- MATERIAL -

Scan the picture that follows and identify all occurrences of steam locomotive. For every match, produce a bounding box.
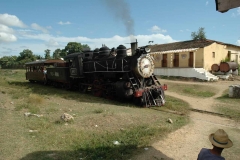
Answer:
[26,41,166,107]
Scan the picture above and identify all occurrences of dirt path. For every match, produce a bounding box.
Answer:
[134,81,240,160]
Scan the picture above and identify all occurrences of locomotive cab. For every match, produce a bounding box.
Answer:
[65,52,84,78]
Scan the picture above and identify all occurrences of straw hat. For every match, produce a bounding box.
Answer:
[209,129,233,148]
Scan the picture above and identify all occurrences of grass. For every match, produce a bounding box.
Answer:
[161,82,217,98]
[214,89,240,121]
[0,70,189,160]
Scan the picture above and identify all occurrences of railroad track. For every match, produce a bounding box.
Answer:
[150,107,232,119]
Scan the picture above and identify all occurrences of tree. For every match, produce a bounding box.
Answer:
[53,48,62,59]
[191,27,206,40]
[44,49,51,59]
[16,49,36,64]
[64,42,90,54]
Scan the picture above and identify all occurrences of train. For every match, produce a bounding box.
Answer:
[25,41,167,107]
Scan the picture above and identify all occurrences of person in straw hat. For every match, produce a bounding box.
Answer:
[198,129,233,160]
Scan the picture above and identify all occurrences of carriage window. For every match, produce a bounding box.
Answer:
[212,52,215,58]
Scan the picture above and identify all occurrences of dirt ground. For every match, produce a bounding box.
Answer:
[133,80,240,160]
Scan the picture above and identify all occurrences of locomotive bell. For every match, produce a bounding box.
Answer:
[117,45,127,57]
[93,48,99,58]
[98,46,110,57]
[131,40,138,56]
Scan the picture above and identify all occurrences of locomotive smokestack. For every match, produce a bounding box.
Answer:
[131,39,138,56]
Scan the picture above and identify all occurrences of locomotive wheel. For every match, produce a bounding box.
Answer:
[134,97,146,107]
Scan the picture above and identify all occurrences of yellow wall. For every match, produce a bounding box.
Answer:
[203,43,228,71]
[167,53,174,67]
[179,52,189,67]
[195,48,204,68]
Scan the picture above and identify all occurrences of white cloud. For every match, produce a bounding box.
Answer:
[0,13,27,28]
[46,39,59,47]
[31,23,48,33]
[58,21,72,25]
[0,32,17,43]
[0,24,14,33]
[12,33,176,54]
[46,26,52,29]
[150,25,167,33]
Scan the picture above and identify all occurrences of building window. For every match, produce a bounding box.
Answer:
[212,52,215,58]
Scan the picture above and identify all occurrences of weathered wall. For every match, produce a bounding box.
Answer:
[227,46,240,64]
[195,48,203,68]
[203,43,228,71]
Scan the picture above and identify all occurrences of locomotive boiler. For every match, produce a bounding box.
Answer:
[25,42,165,107]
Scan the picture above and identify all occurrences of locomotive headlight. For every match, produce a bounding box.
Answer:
[144,47,151,53]
[137,55,154,78]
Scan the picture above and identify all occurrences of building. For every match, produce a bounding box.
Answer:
[150,39,240,80]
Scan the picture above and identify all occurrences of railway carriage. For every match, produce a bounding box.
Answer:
[26,42,166,107]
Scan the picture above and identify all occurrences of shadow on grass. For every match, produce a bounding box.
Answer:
[10,81,138,107]
[20,146,173,160]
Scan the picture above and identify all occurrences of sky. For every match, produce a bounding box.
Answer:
[0,0,240,57]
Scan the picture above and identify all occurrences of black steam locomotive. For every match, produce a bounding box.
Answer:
[26,42,166,107]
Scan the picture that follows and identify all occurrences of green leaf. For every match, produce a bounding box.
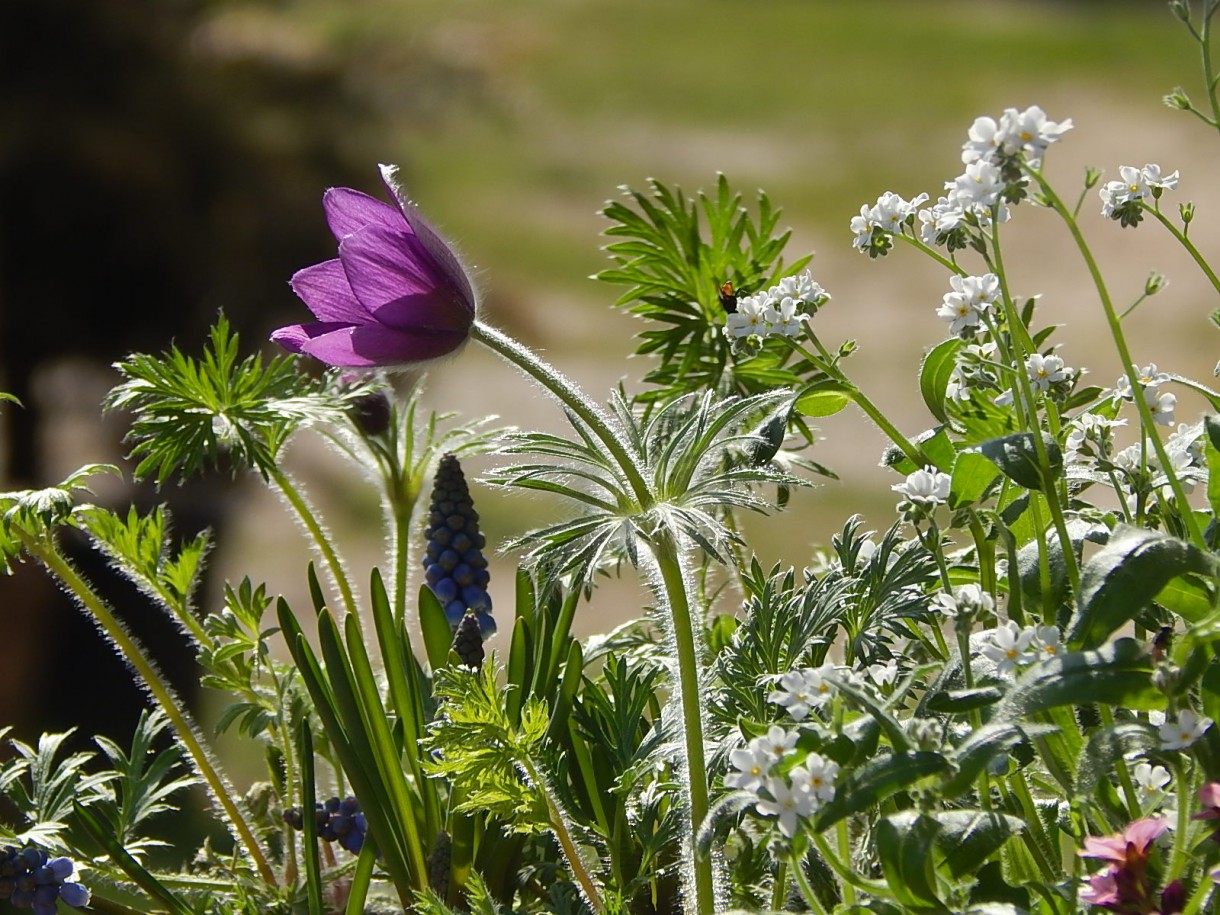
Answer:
[72,804,195,915]
[793,379,855,416]
[996,638,1165,720]
[919,337,961,423]
[814,750,949,831]
[978,432,1064,492]
[935,810,1025,880]
[1068,525,1216,647]
[949,451,999,509]
[1076,721,1160,798]
[874,814,947,911]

- AIM OF THE TASK -
Rewrite all of the items above, swapping every "bounding box" for "rectangle" and changing nothing else. Leave the pictures out of your answer.

- THE REPLY -
Scan the picture that follows and identify all occurrences of steam locomotive. For every match, produce a rectangle.
Answer:
[26,41,166,107]
Scan the picture above and identify all occurrences of dirt path. For every match, produce a rectangle.
Answer:
[134,81,240,160]
Scan the picture above and identify all occurrences of locomotive cab. For every match, produce a rectangle.
Answer:
[65,52,84,78]
Scan the picture above and identify all occurrences of straw hat. For every match, produce a rectangle.
Answer:
[209,129,233,148]
Scan the picture above and identify all occurrences of grass. For every match, produce a rectangle.
Answer:
[161,82,217,98]
[214,89,240,121]
[0,70,189,160]
Scan the picture above and identify all occurrences of railroad track. For every match, produce a rectangle.
Answer:
[150,107,232,119]
Scan the picture above and identify all occurrences of tree. For every match, produce a rectangle.
Answer:
[53,48,62,59]
[191,27,206,40]
[44,49,51,59]
[16,49,36,64]
[64,42,90,54]
Scan the picture above and identify all occurrences of train. For every match, produce a rectangle.
Answer:
[25,41,167,107]
Scan the picture above and identify all occurrences of person in straw hat. For every match, produce a rectangle.
Answer:
[198,129,233,160]
Scan the picture above and identify all occurrences of carriage window. For every match, produce a rectangle.
Answer:
[212,52,215,58]
Scan the picture above and identify all occurrences of dirt ground. For every match, produce a rectangle.
Answer:
[133,80,240,160]
Scan the picture above and identify all occurrences of locomotive bell. For every match, produce a rectangle.
Answer:
[117,45,127,57]
[93,48,99,58]
[98,46,110,57]
[131,40,138,56]
Scan the picture above and identify all occurrences of locomotive smokestack. For every match, produce a rectangle.
Answer:
[131,39,138,56]
Scan the picture above and identify all occurrences of locomotive wheel. For every match, produce a rectangle.
Answer:
[134,97,146,107]
Scan the picture above and identify all occurrences of yellow wall. For every match, produce a rectangle.
Answer:
[203,43,228,71]
[167,53,174,67]
[179,52,189,67]
[195,48,204,68]
Scan the picture above and identify all occurrences of white cloud. For every match, produce a rectangle.
Answer:
[0,13,27,28]
[46,39,59,47]
[31,23,48,33]
[58,21,72,25]
[0,32,17,43]
[0,24,14,33]
[12,33,176,54]
[46,26,52,29]
[150,25,167,33]
Scan the picture above and identify all occurrences of building window. For every match, produce a rectangle.
Answer:
[212,52,215,58]
Scan the picture above and identify all occurrences of weathered wall. For every match, produce a rectangle.
Answer:
[227,46,240,64]
[195,48,203,68]
[203,43,228,71]
Scan the picture above and identify all occurrences of locomotive boiler. For every match, produce a rectangle.
Answer:
[25,42,165,107]
Scan the picture above and identify all occurrences of locomotive headlight. For every match, produce a rectangle.
Answer:
[144,47,151,53]
[137,55,154,78]
Scan the picture above and identify all occurrences of building. For every match, produce a rectangle.
Answer:
[150,39,240,80]
Scan the picture above and identify all occurrences of railway carriage. For every match, produce a rectangle.
Answer:
[26,42,166,107]
Scan the picture above and identify all occurrences of shadow on grass. For every match, produce a rectangle.
Answer:
[10,81,138,107]
[20,146,173,160]
Scan the picture above and identify all occurrences of sky. For every match, produce a rectangle.
Answer:
[0,0,240,57]
Scan the picture above and identify all occurrences of black steam locomotive. For every match, produce a rectangle.
Answer:
[26,42,166,107]
Scan the picture that follows and identify all occurrences of green leaf. For every match, produce a rectangle.
Answer:
[72,804,195,915]
[793,379,855,416]
[996,638,1165,720]
[919,337,961,423]
[814,750,949,831]
[978,432,1064,492]
[935,810,1025,880]
[1068,525,1216,647]
[949,451,999,509]
[1076,721,1160,798]
[874,814,947,911]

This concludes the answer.